**ЗАДАНИЕ:**
Перечислите всех, кто, по словам В. Руднева в приведённом ниже отрывке, заселяет мировую литературу.

Предлагаемая классификация также не может претендовать на окончательную и предполагает дополнения и варьирования аспектов игры в поэтике набоковского творчества, что формирует представления о культуре как совокупности художественных кодов и дискурсов, выявляющих явные и скрытые смыслы и интерпретации, отрицающие наличие единственно верного толкования текста и признания множественности разных точек зрения, каждая из которых не может быть последней и истинной.

Критерии игровой поэтики В. Набокова:

1. Неомифологизм

Обращение к мифотворчеству в искусстве ХХ века во многом обусловлено кризисным состоянием буржуазного общества, стремлением выйти за пределы исторического детерминизма и традиционных духовных устоев ради создания новых моделей социально-исторических и культурных кодов, реконструирующих устаревшие стереотипы мышления и искусства. Примечательно, что произведение в новаторской культуре ХХ века, как замечает В. Руднев, само «начинает уподобляться мифу по своей структуре. Мифологические двойники, трикстеры-посредники, боги и герои заселяют мировую литературу... Порой писатель придумывает свою оригинальную мифологию, обладающую чертами мифологии традиционной» [ 255, с. 185].

(Записи с разметкой областей)
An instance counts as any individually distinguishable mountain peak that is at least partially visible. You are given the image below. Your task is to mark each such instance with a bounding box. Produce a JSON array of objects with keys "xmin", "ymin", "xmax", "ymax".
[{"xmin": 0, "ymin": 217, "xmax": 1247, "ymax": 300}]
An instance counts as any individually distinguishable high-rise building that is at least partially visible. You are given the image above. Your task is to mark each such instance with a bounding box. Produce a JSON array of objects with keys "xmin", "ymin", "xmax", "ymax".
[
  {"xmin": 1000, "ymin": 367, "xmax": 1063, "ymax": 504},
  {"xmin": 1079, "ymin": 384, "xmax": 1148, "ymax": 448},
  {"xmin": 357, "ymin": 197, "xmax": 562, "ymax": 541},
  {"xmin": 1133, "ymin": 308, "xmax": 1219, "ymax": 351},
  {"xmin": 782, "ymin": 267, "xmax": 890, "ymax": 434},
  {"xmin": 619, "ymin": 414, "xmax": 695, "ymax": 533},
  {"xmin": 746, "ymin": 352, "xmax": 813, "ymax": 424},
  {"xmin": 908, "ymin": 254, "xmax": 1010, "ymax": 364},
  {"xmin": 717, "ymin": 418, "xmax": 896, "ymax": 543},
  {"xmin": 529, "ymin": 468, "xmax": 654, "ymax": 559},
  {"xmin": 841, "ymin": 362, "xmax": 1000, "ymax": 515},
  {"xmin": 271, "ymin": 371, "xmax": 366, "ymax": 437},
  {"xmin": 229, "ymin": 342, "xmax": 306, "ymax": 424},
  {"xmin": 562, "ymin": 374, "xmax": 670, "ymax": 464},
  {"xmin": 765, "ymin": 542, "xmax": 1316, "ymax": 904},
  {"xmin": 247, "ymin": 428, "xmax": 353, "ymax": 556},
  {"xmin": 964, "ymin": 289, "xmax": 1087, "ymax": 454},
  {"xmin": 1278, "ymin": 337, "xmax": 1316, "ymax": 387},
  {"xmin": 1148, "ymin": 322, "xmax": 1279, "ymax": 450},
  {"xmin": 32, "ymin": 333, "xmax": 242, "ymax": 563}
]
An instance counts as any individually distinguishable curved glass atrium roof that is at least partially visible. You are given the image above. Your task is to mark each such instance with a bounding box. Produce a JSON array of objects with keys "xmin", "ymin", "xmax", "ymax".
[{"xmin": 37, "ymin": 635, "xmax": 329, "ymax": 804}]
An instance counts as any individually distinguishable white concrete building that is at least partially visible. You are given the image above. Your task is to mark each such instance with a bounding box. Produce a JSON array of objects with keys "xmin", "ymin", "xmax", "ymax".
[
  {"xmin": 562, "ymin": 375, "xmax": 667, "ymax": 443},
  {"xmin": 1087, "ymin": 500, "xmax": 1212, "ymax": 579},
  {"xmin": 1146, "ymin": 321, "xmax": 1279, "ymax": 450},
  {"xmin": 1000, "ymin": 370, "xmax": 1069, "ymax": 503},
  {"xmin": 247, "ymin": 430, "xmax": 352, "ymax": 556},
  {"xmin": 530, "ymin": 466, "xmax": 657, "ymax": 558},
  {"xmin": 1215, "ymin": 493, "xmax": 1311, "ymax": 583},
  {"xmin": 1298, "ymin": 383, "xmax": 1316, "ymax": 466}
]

**РЕШЕНИЕ ЗАДАЧИ:**
Мифологические двойники, трикстеры-посредники, боги и герои.